* _Source extract_

Consequences of Decisions

The decisions (especially Byrnes and Bond) emphasise the need for Commonwealth officers who perform State functions to satisfy themselves that they have valid authority under both State and Commonwealth law, particularly if the State function is coercive.

The decision in Hughes leaves some unresolved questions about the valid operation of the national corporations scheme. Provided the Commonwealth DPP prosecutes offences that are sufficiently connected with trading or financial corporations (or are within other heads of legislative power, as in Hughes itself), these prosecutions will clearly be valid. (The joint judgment noted that the Commonwealth could itself enact many Corporations Law offences, particularly under s.51(xx).) But there remain some gaps in, and uncertainties about, the scope of the corporations power (for example, in relation to companies which are not themselves trading or financial corporations).

Text of the decision in Byrnes is available through Scaleplus at:

Text of the decision in Bond is available through Scaleplus at:

Text of the decision in Hughes is available through Scaleplus at:

Contact for further information:

Graeme Hill
Principal Solicitor

Tel: (02) 6253 7009
Fax: (02) 6253 7303

David Bennett
Deputy Government Solicitor

Tel: (02) 6253 7063
Fax: (02) 6253 7303


Private International Law –
Intranational Torts

The High Court has changed the common law choice of law rules applicable to ‘intranational’ torts, so that Australian courts should now apply the substantive law of the place of the tort. The Court also redefined the distinction between ‘substantive’ and ‘procedural’ laws, so that matters such as limitation periods and the amount of damages are now regarded as ‘substantive’.

John Pfeiffer Pty Ltd v Rogerson

High Court of Australia, 21 June 2000
[2000] HCA 36


In 1989, Mr Rogerson was injured in a workplace accident occurring in Queanbeyan, NSW. Mr Rogerson brought a tort action against his employer (whose principal business office was in the ACT) in the ACT Supreme Court. The tort was ‘intranational’, in that the place where the conduct complained of occurred, and the place where the proceedings were brought, were different jurisdictions within Australia. The issue was whether the amount of damages payable to Mr Rogerson should be assessed under:

  • the law applicable in NSW (where the amount of damages that could be awarded was limited by Part 5 of the Workers Compensation Act 1987 (NSW) (‘the NSW Act’)); or
  • the law applicable in the ACT (where there was no ‘cap’ on the amount of damages that could be paid); or
  • a combination of both.

Previously, the High Court had applied a choice of law rule derived from Phillips v Eyre (1870) LR 6 QB 1, called a ‘double actionability’ rule. Under this rule, a plaintiff could only recover in the courts of one Australian jurisdiction for a tort committed in another Australian jurisdiction if the conduct complained of would give rise to a civil liability under (1) the substantive law applicable in the place where the conduct complained of occurred (the ‘law of the place of the tort’; here, NSW) and (2) the substantive law applicable in the place where the proceeding was brought (the ‘law of the forum’; here, the ACT).

* _Required task 1_
Condense the paragraph in the legal summary above that begins "The decision in Hughes leaves some unresolved questions" into a short bulleted list that keeps its main facts.
The legal summary and the rows that come next have nothing to do with each other.

* _Data lines_
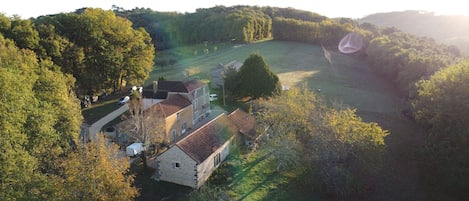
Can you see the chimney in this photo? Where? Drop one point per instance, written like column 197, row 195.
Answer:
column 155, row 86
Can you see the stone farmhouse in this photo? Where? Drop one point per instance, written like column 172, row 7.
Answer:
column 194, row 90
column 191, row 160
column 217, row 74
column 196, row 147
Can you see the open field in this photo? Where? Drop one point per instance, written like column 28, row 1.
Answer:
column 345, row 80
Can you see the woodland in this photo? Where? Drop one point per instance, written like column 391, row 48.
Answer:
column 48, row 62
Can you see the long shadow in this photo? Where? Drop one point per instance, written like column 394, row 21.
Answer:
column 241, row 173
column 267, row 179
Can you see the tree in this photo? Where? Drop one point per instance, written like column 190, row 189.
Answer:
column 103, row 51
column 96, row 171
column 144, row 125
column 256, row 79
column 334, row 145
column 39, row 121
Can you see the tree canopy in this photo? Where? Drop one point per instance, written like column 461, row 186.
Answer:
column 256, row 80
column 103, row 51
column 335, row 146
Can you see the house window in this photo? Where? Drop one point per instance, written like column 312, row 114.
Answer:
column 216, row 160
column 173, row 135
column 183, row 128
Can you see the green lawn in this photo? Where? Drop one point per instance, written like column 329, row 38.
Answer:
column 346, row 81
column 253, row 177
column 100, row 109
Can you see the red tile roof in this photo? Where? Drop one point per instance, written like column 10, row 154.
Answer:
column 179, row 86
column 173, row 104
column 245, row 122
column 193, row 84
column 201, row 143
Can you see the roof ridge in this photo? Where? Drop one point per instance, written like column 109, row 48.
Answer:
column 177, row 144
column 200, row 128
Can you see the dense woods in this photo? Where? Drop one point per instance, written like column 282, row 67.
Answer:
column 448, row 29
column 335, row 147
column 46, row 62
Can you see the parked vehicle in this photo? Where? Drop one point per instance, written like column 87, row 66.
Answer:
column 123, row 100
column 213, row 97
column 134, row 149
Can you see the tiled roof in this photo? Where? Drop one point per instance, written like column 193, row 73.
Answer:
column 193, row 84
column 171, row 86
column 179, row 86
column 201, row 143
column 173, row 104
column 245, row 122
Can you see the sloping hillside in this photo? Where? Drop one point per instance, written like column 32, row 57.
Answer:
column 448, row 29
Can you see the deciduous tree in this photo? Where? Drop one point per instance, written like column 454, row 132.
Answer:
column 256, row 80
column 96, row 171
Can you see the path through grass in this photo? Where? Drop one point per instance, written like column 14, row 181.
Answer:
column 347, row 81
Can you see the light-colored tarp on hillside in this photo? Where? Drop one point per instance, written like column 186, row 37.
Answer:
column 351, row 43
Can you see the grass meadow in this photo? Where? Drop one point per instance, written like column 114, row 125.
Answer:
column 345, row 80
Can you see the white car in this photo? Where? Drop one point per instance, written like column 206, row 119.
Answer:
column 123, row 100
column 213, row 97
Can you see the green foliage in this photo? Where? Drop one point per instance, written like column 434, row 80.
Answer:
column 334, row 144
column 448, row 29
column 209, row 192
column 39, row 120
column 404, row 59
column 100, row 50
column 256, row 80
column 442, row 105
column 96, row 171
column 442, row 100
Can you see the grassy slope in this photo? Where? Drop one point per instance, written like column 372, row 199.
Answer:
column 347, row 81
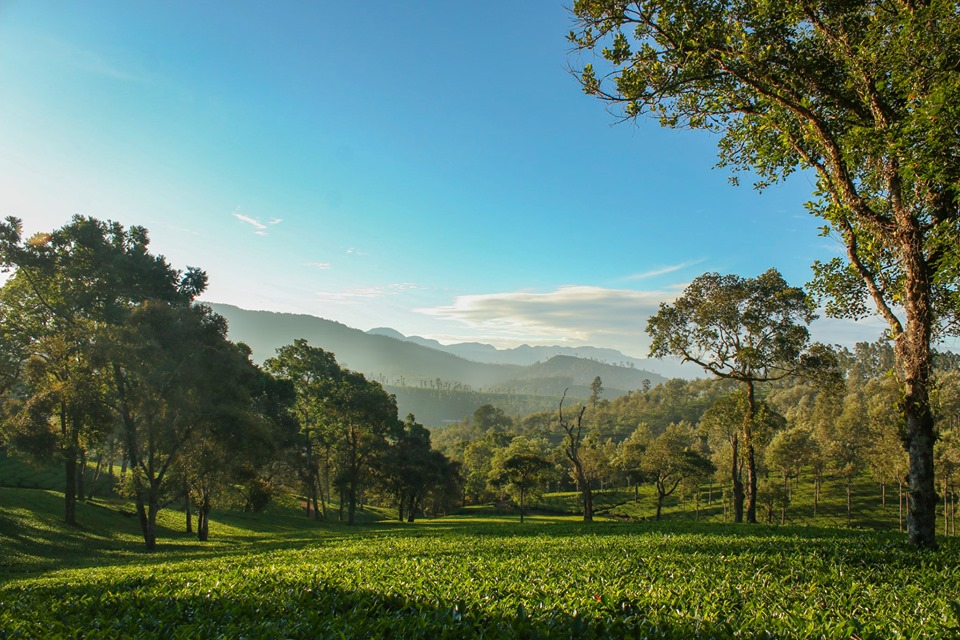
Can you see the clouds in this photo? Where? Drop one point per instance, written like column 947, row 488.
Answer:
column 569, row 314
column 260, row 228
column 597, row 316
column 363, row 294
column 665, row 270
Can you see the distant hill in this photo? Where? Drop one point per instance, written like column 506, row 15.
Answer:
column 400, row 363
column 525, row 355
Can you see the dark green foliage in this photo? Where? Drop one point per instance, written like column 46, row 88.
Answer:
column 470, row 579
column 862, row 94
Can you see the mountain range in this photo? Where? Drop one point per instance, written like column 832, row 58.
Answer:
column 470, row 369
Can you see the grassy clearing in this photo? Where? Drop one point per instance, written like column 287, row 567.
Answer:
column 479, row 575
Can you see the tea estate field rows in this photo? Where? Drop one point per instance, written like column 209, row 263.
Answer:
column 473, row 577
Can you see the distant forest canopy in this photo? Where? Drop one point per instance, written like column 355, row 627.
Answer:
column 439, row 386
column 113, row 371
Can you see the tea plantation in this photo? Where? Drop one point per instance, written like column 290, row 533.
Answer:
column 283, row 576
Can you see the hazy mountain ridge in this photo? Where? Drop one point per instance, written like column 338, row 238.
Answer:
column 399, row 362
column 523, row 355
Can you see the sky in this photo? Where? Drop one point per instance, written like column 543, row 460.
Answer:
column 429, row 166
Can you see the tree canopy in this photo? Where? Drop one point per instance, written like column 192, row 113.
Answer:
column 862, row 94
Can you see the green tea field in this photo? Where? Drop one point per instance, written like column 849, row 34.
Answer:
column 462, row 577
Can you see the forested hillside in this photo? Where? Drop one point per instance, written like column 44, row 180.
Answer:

* _Required task 2_
Return every line of the rows from the one containing "Can you see the distant hill" through the final line of the rows, including both of those lines, with each line unchanged.

* _Full solution 1_
- Hughes leaves some questions open about whether the national corporations scheme operates validly.
- Commonwealth DPP prosecutions will clearly be valid if the offenses are sufficiently connected with trading or financial corporations, or fall within other heads of legislative power, as in Hughes.
- The joint judgment noted that the Commonwealth could itself enact many Corporations Law offenses, particularly under s.51(xx).
- Gaps and uncertainties remain about the scope of the corporations power, for example for companies that are not themselves trading or financial corporations.

* _Full solution 2_
Can you see the distant hill in this photo? Where? Drop one point per instance, written like column 506, row 15.
Answer:
column 400, row 363
column 525, row 355
Can you see the dark green foliage in this photo? Where? Drop one point per instance, written like column 46, row 88.
Answer:
column 470, row 579
column 862, row 94
Can you see the mountain range in this photo? Where? Drop one point per instance, written like column 832, row 58.
Answer:
column 470, row 369
Can you see the grassy clearing in this photo? Where? Drop one point per instance, written like column 287, row 567.
Answer:
column 479, row 575
Can you see the tea estate field rows in this photo? Where? Drop one point per instance, written like column 209, row 263.
Answer:
column 473, row 577
Can you see the distant forest canopy in this photo? Where? Drop one point per instance, written like column 355, row 627.
Answer:
column 439, row 386
column 113, row 371
Can you see the tea plantation in this photo? Where? Drop one point per instance, written like column 290, row 533.
Answer:
column 283, row 576
Can you see the hazy mountain ridge in this photo? Where? Drop one point per instance, written like column 338, row 238.
Answer:
column 399, row 362
column 523, row 355
Can you see the sky in this photo? Where? Drop one point per instance, written like column 543, row 460.
Answer:
column 429, row 166
Can you see the tree canopy in this photo? Where? Drop one point per instance, written like column 192, row 113.
Answer:
column 862, row 94
Can you see the green tea field in this photo? Where? Drop one point per instance, written like column 849, row 34.
Answer:
column 462, row 577
Can you see the forested hillside in this photo? Where? Drop one point per instance, written like column 44, row 180.
Answer:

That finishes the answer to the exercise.